SHORT TASK 1: Reproduce the listing below, starting with its first line and going on through the line containing "45,632 -> 661,831", and add 99 to every pixel coordinate in the answers while leaving the notes and their sample coordinates unchanged.

TEXT SECTION:
»»

The Janus Protocol

In the Roman Forum, there was a small shrine with double doors. When Rome was at war, the doors were left open. When Rome was at peace, the doors were closed. It is an oddly modern idea. A binary signal. A public status indicator. At a glance, you knew what state the system was in. Open meant war. Closed meant peace. 

January carries the same logic. It is named after Janus, god of thresholds or doors. A threshold is a crossing point where rules change. Last year’s defaults do not have to be allowed through the door. That is why access matters more than motivation.

Motivation is fog. Doors are policy. Doors decide what gets in, what stays out, and what is allowed to interrupt your life. Access is the whole game. Now zoom out. Most of us keep our doors open all year. Be it phone, inbox, calendar, or other people’s urgency. Everything gets access, everything can interrupt, everything can escalate. That is war mode.

Meme of Jack Sparrow running through shallow water with soldiers chasing him

War Mode 

Most people are not busy. They are open. Anything can enter your day. A message turns into a call. A call turns into a meeting. A meeting turns into a project. A project turns into a commitment you drag for six months. I don’t think that is productivity. That is reachability.

Rome had a visible signal for this. When it was at war, the doors were open. War mode is the same pattern. The door stays open, so everything walks in. A small request can escalate because there is no gate.

  • Your phone is a gate.
  • Your calendar is a gate.
  • Your inbox is a gate.
  • Your habits are gates.
  • Your relationships are gates.

War mode is what happens when all gates are open by default. You will still do work in war mode. You might even do a lot of it. But it will feel like you are always catching up to something. You respond fast, yet you do not move forward. It doesn’t feel like building, does it? You feel the reactive nature of it.

Peace Mode

Peace mode does not mean you are not ambitious. It means your ambition is not available to everyone. You are not constantly reachable. You do not treat every ping as a summons. You decide what gets in, when it gets in, and what must wait outside.

Let’s be honest. Some things simply do not qualify for our time. Not because they are evil, but because they are noisy. Peace mode has standards. It has filters. It has a default “no” unless something earns a “yes.” I always jokingly say no is my default answer. The joke is not really a joke.

Peace mode is designed. It is enforced. It is not wished into existence. This is where Janus becomes useful. Not as a myth, but as a model. The New Year is a threshold, a doorway where rules can change without apology.

So the question is simple. What gates will you keep open this year, and what gates will you close?

««

SHORT TASK 2: Rewrite the Janus essay starting with "War mode is what" and going on through "nature of it.", putting "doors" wherever "gates" appears.

RECORDS:
»»

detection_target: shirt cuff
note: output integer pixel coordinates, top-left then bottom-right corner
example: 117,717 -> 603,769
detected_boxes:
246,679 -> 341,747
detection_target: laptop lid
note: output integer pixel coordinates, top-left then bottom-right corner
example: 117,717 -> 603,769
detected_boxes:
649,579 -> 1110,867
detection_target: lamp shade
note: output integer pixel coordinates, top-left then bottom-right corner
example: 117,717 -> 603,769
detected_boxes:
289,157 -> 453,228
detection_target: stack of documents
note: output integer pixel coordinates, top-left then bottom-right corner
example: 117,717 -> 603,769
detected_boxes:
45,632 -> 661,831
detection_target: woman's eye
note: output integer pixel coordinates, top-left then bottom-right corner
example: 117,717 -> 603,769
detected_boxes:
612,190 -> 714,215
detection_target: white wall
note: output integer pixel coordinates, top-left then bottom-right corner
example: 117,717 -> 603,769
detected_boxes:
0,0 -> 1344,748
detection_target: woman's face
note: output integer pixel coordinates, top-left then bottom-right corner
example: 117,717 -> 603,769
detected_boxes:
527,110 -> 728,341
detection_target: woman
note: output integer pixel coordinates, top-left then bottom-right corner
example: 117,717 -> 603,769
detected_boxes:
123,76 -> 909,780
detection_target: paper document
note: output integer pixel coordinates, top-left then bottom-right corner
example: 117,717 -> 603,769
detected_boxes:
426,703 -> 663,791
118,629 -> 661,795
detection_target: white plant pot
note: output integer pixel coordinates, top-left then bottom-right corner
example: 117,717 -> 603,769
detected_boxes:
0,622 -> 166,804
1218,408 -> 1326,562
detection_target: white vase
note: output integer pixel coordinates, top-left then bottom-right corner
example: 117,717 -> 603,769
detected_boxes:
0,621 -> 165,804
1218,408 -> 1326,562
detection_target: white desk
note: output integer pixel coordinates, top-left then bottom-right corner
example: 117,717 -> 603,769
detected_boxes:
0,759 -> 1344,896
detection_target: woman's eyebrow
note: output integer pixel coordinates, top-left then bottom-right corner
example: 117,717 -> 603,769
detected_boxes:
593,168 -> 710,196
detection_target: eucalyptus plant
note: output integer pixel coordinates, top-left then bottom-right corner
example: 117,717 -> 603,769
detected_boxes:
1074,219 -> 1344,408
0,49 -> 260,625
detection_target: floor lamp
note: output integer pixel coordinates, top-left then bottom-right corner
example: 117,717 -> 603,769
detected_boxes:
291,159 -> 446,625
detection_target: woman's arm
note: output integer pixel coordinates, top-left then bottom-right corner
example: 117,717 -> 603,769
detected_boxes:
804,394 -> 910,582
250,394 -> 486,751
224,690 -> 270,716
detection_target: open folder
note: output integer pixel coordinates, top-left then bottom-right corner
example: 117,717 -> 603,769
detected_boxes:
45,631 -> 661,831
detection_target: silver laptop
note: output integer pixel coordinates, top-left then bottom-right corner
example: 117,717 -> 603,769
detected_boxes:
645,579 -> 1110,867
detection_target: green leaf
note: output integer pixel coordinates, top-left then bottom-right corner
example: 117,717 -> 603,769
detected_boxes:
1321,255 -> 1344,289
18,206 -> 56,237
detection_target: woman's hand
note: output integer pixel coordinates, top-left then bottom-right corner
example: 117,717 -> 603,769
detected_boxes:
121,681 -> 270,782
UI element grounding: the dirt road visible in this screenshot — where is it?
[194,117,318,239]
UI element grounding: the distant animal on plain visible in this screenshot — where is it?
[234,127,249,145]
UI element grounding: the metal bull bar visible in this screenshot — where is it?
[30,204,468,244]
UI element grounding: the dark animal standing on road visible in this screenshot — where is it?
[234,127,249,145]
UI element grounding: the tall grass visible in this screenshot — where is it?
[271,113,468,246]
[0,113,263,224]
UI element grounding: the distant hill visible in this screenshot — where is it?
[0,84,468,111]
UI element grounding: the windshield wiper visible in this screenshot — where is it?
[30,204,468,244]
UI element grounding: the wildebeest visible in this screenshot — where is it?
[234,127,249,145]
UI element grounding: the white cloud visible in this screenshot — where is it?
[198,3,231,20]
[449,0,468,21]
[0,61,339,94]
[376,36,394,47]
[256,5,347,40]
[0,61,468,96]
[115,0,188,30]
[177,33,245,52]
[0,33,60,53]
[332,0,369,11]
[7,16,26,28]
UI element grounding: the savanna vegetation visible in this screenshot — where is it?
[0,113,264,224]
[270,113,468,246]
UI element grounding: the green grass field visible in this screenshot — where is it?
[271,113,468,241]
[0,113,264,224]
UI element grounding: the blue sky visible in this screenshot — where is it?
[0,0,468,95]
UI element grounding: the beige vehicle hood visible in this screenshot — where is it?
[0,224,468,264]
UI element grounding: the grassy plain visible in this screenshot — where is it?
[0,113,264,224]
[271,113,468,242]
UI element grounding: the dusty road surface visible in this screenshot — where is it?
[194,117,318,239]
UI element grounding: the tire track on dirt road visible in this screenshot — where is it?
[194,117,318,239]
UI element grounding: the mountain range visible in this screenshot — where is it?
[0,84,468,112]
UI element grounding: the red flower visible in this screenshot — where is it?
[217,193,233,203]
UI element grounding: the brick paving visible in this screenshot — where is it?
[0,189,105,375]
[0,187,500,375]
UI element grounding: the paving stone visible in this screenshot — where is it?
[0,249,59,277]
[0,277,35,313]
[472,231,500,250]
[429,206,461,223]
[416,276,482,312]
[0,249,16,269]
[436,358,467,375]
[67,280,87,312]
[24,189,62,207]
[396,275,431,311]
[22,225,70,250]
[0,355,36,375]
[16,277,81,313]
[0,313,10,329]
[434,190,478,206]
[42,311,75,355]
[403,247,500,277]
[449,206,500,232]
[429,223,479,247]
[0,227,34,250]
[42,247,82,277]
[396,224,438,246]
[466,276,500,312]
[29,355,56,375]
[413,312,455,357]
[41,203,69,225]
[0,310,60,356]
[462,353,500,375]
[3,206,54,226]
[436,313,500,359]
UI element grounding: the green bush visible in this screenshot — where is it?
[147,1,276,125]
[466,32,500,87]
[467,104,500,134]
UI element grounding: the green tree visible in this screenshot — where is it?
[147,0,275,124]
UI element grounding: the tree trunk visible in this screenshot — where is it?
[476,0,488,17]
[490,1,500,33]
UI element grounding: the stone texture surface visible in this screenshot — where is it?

««

TASK OUTPUT 1:
detection_target: shirt cuff
note: output integer pixel coordinates, top-left then bottom-right corner
example: 117,717 -> 603,769
detected_boxes:
345,778 -> 440,846
detection_target: laptop lid
note: output integer pixel coordinates, top-left then bottom-right corner
example: 117,717 -> 603,769
detected_boxes:
748,678 -> 1209,966
detection_target: lamp shade
note: output integer pixel coordinates, top-left then bottom-right corner
example: 117,717 -> 603,769
detected_boxes:
388,256 -> 552,327
detection_target: stack of documents
note: output integer pixel coordinates, top-left then bottom-right corner
example: 117,717 -> 603,769
detected_boxes:
144,731 -> 760,930

TASK OUTPUT 2:
War mode is what happens when all doors are open by default. You will still do work in war mode. You might even do a lot of it. But it will feel like you are always catching up to something. You respond fast, yet you do not move forward. It doesn’t feel like building, does it? You feel the reactive nature of it.